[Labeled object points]
▬▬▬▬▬▬

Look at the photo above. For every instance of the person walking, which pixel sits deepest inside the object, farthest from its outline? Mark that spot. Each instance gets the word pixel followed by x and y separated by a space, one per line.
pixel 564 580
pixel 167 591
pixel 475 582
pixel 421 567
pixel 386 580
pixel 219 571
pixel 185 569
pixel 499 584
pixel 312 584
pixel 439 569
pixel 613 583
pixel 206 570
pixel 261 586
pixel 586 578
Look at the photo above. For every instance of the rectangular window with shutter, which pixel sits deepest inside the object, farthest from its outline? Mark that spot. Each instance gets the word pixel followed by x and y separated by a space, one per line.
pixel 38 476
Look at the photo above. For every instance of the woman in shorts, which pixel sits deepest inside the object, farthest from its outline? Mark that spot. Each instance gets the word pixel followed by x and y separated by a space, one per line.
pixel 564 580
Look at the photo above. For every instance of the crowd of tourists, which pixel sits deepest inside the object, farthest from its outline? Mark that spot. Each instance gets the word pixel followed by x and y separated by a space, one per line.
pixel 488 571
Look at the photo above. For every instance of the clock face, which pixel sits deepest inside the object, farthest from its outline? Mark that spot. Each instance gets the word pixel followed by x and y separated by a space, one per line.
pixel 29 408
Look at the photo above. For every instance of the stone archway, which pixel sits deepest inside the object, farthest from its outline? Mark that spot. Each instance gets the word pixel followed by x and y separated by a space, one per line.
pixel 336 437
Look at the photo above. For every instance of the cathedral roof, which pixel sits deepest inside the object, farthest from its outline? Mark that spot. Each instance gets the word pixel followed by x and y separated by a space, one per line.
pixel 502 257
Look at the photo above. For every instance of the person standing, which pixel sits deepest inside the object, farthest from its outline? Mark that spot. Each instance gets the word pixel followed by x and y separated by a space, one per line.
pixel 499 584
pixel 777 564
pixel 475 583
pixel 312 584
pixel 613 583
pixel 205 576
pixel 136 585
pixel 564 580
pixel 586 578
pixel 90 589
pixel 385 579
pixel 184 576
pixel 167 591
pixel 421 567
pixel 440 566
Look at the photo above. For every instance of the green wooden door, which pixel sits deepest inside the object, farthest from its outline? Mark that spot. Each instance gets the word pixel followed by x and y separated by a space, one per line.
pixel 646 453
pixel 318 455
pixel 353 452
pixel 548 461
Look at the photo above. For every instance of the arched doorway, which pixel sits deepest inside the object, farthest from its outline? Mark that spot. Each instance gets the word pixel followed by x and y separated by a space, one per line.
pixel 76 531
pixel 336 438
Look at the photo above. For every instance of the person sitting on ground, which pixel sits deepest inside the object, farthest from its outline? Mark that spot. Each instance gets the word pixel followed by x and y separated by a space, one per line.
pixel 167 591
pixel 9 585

▬▬▬▬▬▬

• To do: Reproduce everything from the line containing "Look at the photo above. For every instance of the arched" down to the end of the records, unchanged.

• The completed task:
Look at the photo above. For every instance of the arched doorway, which pixel sits deepest inside the object, farthest from its outline? Mark that spot. Each instance gets the word pixel followed by x and y separated by a space, one per line.
pixel 76 531
pixel 336 438
Look at the photo above. For every instance of the person sitting on ground, which pixel sits deepest inside the object, farthest from its outline? Mark that spot. Each instance gets the word pixel followed by x and y separated by a space, one per line.
pixel 167 591
pixel 9 585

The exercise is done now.